PROBLEM DETAILS: Copy out, unchanged, the part of the records that opens with the line containing "Indicate the riverbank" and closes with the last line of the records.
——
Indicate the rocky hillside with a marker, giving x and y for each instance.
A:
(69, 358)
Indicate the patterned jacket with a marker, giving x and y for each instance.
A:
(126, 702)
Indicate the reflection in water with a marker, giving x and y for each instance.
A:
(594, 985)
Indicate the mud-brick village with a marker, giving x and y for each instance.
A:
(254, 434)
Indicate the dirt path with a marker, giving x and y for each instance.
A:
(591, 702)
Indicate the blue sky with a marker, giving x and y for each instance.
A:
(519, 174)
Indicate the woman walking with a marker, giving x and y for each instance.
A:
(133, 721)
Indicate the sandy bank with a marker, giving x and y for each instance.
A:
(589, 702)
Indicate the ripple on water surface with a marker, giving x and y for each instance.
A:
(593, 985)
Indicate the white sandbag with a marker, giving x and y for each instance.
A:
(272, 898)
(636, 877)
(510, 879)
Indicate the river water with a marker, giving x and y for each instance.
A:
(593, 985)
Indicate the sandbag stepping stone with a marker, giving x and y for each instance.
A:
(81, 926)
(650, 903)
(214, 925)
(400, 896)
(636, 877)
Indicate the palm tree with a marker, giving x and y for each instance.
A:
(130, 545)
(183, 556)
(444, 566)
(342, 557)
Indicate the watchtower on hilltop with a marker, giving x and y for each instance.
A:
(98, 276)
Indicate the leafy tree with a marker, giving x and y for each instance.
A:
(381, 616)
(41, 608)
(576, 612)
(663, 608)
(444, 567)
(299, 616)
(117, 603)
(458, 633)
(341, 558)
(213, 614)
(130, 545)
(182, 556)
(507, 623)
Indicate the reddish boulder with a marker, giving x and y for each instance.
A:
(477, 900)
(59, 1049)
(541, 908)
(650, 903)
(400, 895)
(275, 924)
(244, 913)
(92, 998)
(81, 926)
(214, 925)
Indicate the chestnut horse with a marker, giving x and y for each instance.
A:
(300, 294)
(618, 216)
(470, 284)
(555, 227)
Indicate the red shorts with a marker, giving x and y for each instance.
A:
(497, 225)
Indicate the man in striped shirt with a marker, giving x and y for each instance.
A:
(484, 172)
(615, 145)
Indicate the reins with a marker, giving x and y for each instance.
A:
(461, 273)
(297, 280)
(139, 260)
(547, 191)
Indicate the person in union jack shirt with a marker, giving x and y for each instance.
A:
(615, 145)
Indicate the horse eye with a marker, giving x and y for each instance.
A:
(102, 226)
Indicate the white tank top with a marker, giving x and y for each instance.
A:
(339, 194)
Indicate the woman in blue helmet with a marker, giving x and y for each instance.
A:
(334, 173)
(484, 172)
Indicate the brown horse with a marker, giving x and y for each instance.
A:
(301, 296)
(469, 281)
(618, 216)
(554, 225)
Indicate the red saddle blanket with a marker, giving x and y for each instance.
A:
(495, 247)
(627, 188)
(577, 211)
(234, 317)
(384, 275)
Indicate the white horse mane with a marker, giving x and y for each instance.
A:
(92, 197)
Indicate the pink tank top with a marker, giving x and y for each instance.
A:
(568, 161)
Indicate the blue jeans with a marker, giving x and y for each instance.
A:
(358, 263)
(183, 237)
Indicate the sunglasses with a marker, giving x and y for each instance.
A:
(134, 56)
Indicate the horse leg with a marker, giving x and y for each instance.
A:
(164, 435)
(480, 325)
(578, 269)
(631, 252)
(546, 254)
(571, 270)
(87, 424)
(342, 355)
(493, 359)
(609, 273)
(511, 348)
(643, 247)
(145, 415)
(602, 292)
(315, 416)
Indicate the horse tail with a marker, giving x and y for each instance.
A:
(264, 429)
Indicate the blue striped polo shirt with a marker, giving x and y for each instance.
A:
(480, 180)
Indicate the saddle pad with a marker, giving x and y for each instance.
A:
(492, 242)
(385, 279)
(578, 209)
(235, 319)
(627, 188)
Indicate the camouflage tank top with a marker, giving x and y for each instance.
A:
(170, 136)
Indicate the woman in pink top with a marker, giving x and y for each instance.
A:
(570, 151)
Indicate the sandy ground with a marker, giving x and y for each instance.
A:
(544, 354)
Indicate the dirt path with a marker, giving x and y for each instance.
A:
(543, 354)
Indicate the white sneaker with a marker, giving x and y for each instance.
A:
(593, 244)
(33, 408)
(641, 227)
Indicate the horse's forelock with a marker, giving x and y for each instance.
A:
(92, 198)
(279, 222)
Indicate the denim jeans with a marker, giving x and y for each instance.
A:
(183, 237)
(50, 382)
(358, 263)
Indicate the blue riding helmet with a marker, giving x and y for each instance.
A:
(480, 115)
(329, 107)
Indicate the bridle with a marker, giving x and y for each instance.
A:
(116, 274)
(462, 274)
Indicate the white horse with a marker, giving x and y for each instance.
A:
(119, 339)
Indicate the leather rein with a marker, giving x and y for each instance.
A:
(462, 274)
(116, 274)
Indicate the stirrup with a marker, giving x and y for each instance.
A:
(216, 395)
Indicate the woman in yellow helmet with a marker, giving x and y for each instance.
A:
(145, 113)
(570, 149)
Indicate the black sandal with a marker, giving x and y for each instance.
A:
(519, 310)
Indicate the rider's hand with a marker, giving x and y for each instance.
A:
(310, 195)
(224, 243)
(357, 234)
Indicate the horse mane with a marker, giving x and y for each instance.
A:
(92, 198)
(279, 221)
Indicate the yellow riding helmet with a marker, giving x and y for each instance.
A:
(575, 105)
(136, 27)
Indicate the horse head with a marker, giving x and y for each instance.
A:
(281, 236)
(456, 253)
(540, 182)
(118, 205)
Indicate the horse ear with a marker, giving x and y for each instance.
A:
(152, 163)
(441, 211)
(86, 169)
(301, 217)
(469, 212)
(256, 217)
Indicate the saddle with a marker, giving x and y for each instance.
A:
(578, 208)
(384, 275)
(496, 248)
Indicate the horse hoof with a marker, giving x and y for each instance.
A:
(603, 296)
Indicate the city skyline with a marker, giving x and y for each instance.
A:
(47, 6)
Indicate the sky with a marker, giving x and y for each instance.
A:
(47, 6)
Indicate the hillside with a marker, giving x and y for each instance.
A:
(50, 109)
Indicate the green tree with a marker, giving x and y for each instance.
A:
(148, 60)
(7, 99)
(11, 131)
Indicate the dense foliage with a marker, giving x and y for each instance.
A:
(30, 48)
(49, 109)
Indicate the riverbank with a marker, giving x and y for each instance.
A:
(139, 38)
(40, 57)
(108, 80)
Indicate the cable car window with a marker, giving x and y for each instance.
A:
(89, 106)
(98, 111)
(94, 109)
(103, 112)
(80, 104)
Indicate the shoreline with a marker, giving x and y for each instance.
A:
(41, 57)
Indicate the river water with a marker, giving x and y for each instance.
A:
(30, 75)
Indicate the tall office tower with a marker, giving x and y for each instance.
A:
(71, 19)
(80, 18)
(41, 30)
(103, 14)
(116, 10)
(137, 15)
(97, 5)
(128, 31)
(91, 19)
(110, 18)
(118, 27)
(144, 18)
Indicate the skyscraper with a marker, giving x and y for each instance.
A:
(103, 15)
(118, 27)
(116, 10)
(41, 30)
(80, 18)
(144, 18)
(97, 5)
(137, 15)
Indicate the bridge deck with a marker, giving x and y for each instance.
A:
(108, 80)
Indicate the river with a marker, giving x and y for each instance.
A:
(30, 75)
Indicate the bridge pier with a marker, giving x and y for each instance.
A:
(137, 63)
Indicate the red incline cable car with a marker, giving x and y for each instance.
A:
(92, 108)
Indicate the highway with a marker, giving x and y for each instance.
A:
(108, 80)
——
RESPONSE FOR THIS EXERCISE:
Indicate the riverbank with a marker, giving x and y for each instance.
A:
(139, 38)
(40, 57)
(108, 80)
Indicate the cable car window with a marker, giving x and y for each instance.
A:
(89, 106)
(98, 111)
(94, 109)
(103, 112)
(80, 104)
Indicate the shoreline with a marker, giving x and y for each instance.
A:
(41, 57)
Indicate the river water with a marker, giving x and y for each instance.
A:
(30, 75)
Indicate the tall office tower with a marker, giving x and y for each instance.
A:
(71, 19)
(80, 18)
(41, 30)
(103, 14)
(116, 10)
(137, 15)
(97, 5)
(128, 31)
(91, 19)
(110, 18)
(118, 27)
(144, 18)
Indicate the skyscraper with a marker, giving x and y for each instance.
A:
(103, 15)
(118, 27)
(116, 10)
(41, 30)
(80, 18)
(144, 18)
(97, 5)
(137, 15)
Indicate the bridge deck with a marker, giving x and y for each instance.
A:
(108, 80)
Indicate the river with a marker, giving x and y for each instance.
A:
(30, 75)
Indicate the bridge pier with a marker, giving x and y for each instance.
A:
(137, 63)
Indicate the red incline cable car with a marker, giving x and y for each instance.
A:
(92, 108)
Indicate the highway with a marker, giving x and y for each instance.
A:
(108, 80)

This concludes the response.